BRIEF
What is needed here is an exact copy of all the entries below.

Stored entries

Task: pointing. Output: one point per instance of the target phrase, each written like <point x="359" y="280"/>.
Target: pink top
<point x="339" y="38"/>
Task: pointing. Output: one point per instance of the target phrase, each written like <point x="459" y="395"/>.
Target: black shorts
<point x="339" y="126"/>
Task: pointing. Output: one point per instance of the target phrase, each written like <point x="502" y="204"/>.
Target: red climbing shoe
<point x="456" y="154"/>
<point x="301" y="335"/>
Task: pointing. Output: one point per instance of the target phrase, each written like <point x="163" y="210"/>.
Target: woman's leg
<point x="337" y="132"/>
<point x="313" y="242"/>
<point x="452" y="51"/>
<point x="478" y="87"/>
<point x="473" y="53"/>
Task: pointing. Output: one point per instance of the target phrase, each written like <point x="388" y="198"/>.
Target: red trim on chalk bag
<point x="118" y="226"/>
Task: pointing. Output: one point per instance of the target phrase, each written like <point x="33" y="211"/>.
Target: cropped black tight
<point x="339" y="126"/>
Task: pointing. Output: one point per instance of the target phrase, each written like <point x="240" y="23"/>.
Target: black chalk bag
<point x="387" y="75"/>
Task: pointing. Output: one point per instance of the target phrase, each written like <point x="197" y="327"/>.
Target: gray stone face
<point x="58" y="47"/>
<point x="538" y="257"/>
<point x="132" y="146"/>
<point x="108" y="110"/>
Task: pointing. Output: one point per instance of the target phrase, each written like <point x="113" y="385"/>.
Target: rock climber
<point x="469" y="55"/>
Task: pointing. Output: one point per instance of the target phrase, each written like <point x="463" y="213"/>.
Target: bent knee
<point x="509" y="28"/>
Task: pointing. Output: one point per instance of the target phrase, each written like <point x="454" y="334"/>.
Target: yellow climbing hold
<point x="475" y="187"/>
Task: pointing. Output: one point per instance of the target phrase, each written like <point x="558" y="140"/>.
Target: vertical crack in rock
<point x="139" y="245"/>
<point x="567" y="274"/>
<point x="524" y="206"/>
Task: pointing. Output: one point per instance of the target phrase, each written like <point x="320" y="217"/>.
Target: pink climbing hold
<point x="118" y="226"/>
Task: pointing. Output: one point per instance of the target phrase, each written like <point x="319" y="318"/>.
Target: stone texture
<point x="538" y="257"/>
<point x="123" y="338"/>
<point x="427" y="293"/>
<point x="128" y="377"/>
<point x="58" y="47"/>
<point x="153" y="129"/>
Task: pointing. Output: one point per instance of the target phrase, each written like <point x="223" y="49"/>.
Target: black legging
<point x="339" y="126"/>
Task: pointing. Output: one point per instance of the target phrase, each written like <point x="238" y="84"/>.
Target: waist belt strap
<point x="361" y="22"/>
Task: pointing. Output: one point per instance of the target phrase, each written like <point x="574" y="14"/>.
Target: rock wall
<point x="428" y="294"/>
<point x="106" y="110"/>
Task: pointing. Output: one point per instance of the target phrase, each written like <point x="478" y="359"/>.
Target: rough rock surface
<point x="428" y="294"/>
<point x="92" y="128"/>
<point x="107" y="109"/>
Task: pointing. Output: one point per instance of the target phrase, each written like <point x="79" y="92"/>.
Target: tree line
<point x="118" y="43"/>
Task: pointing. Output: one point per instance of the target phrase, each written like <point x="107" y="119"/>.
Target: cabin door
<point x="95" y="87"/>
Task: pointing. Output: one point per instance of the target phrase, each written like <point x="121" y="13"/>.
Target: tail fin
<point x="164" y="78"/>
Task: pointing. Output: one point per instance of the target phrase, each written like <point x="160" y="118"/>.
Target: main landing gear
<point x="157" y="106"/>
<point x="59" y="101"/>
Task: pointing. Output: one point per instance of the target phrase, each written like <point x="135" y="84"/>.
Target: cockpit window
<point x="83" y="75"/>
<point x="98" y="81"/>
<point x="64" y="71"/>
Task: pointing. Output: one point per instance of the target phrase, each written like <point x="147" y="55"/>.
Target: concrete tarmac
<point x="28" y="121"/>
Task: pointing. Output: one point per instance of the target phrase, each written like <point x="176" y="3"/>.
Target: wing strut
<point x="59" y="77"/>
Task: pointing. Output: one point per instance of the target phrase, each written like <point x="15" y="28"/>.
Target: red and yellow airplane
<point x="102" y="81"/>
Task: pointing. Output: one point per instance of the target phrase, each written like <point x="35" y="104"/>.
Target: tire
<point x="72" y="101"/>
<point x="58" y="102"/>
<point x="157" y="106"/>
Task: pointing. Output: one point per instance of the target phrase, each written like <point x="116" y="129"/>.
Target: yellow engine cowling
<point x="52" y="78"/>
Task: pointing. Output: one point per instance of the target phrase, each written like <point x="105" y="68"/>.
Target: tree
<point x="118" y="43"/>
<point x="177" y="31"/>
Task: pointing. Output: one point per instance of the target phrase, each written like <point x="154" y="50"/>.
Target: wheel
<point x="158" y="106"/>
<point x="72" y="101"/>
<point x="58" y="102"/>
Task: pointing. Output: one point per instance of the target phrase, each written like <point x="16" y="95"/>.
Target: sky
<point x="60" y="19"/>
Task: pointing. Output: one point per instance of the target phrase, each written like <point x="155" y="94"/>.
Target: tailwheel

SOLUTION
Task: pointing. Output: one point per instance of the target phrase, each written like <point x="359" y="280"/>.
Target: pink top
<point x="339" y="38"/>
Task: pointing. Output: one point per instance of the target phrase, each written like <point x="459" y="395"/>.
Target: black shorts
<point x="339" y="126"/>
Task: pointing. Output: one point per instance of the target phrase, each written like <point x="502" y="204"/>.
Target: red climbing shoe
<point x="456" y="154"/>
<point x="301" y="335"/>
Task: pointing. Output: one point per instance of the target phrase, each written like <point x="163" y="210"/>.
Target: woman's leg
<point x="337" y="132"/>
<point x="313" y="242"/>
<point x="452" y="51"/>
<point x="478" y="87"/>
<point x="473" y="53"/>
Task: pointing. Output: one point per instance of the target phrase, each written like <point x="388" y="198"/>.
Target: red trim on chalk bag
<point x="118" y="226"/>
Task: pointing. Output: one point per instance of the target phrase, each written like <point x="33" y="211"/>.
Target: cropped black tight
<point x="339" y="126"/>
Task: pointing. Output: one point per instance of the target phrase, each written like <point x="240" y="23"/>.
Target: black chalk bag
<point x="387" y="75"/>
Task: pointing. Output: one point per instance of the target phrase, each written like <point x="197" y="327"/>.
Target: gray stone face
<point x="58" y="47"/>
<point x="538" y="257"/>
<point x="132" y="146"/>
<point x="108" y="110"/>
Task: pointing. Output: one point per instance of the target phrase, each written like <point x="113" y="385"/>.
Target: rock climber
<point x="469" y="55"/>
Task: pointing. Output: one point per instance of the target phrase, each written like <point x="463" y="213"/>.
Target: bent knee
<point x="509" y="28"/>
Task: pointing. Output: one point per instance of the target phrase, each written like <point x="454" y="334"/>.
Target: yellow climbing hold
<point x="475" y="187"/>
Task: pointing. Output: one point per instance of the target phrase, each written like <point x="558" y="140"/>.
Target: vertical crack in rock
<point x="139" y="245"/>
<point x="567" y="274"/>
<point x="524" y="206"/>
Task: pointing. Output: one point per instance of the target phrase, each written like <point x="320" y="217"/>.
Target: pink climbing hold
<point x="118" y="226"/>
Task: pointing. Output: one point per instance of the target phrase, each written like <point x="319" y="318"/>.
Target: stone texture
<point x="538" y="257"/>
<point x="123" y="338"/>
<point x="427" y="293"/>
<point x="128" y="377"/>
<point x="58" y="47"/>
<point x="153" y="129"/>
Task: pointing. Output: one point per instance of the target phrase, each written like <point x="223" y="49"/>.
Target: black legging
<point x="339" y="126"/>
Task: pointing. Output: one point per instance of the target phrase, each written like <point x="238" y="84"/>.
Target: waist belt strap
<point x="361" y="22"/>
Task: pointing. Output: one point per instance of the target phrase, each written like <point x="574" y="14"/>.
Target: rock wall
<point x="428" y="294"/>
<point x="106" y="110"/>
Task: pointing. Output: one point per instance of the target phrase, each written like <point x="478" y="359"/>.
Target: rough rock surface
<point x="428" y="294"/>
<point x="92" y="128"/>
<point x="107" y="109"/>
Task: pointing. Output: one point per instance of the target phrase, each written like <point x="79" y="92"/>.
Target: tree line
<point x="118" y="43"/>
Task: pointing. Output: one point per instance of the target phrase, each written like <point x="107" y="119"/>.
Target: cabin door
<point x="95" y="87"/>
Task: pointing. Output: one point per instance of the target phrase, each written like <point x="121" y="13"/>.
Target: tail fin
<point x="164" y="78"/>
Task: pointing. Output: one point per instance of the target phrase, each written like <point x="160" y="118"/>.
Target: main landing gear
<point x="157" y="106"/>
<point x="59" y="101"/>
Task: pointing. Output: one point per instance of the target phrase, each written like <point x="135" y="84"/>.
Target: cockpit window
<point x="83" y="75"/>
<point x="98" y="81"/>
<point x="64" y="71"/>
Task: pointing. Output: one point per instance of the target phrase, each written like <point x="147" y="55"/>.
Target: concrete tarmac
<point x="28" y="121"/>
Task: pointing. Output: one point per instance of the target phrase, each written like <point x="176" y="3"/>.
Target: wing strut
<point x="59" y="77"/>
Task: pointing. Output: one point per instance of the target phrase, each written like <point x="15" y="28"/>.
Target: red and yellow airplane
<point x="102" y="81"/>
Task: pointing. Output: one point per instance of the target phrase, each written like <point x="35" y="104"/>.
Target: tire
<point x="72" y="101"/>
<point x="58" y="102"/>
<point x="157" y="106"/>
Task: pointing. Output: one point per instance of the target phrase, each written like <point x="116" y="129"/>.
Target: yellow engine cowling
<point x="52" y="78"/>
Task: pointing. Output: one point per instance of the target phrase, each written like <point x="105" y="68"/>.
Target: tree
<point x="118" y="43"/>
<point x="177" y="31"/>
Task: pointing. Output: one point per instance of the target phrase, each written like <point x="154" y="50"/>.
Target: wheel
<point x="158" y="106"/>
<point x="72" y="101"/>
<point x="58" y="102"/>
Task: pointing. Output: one point per instance of the target phrase, each written like <point x="16" y="95"/>.
Target: sky
<point x="60" y="19"/>
Task: pointing. Output: one point per instance of the target phrase, each written like <point x="155" y="94"/>.
Target: tailwheel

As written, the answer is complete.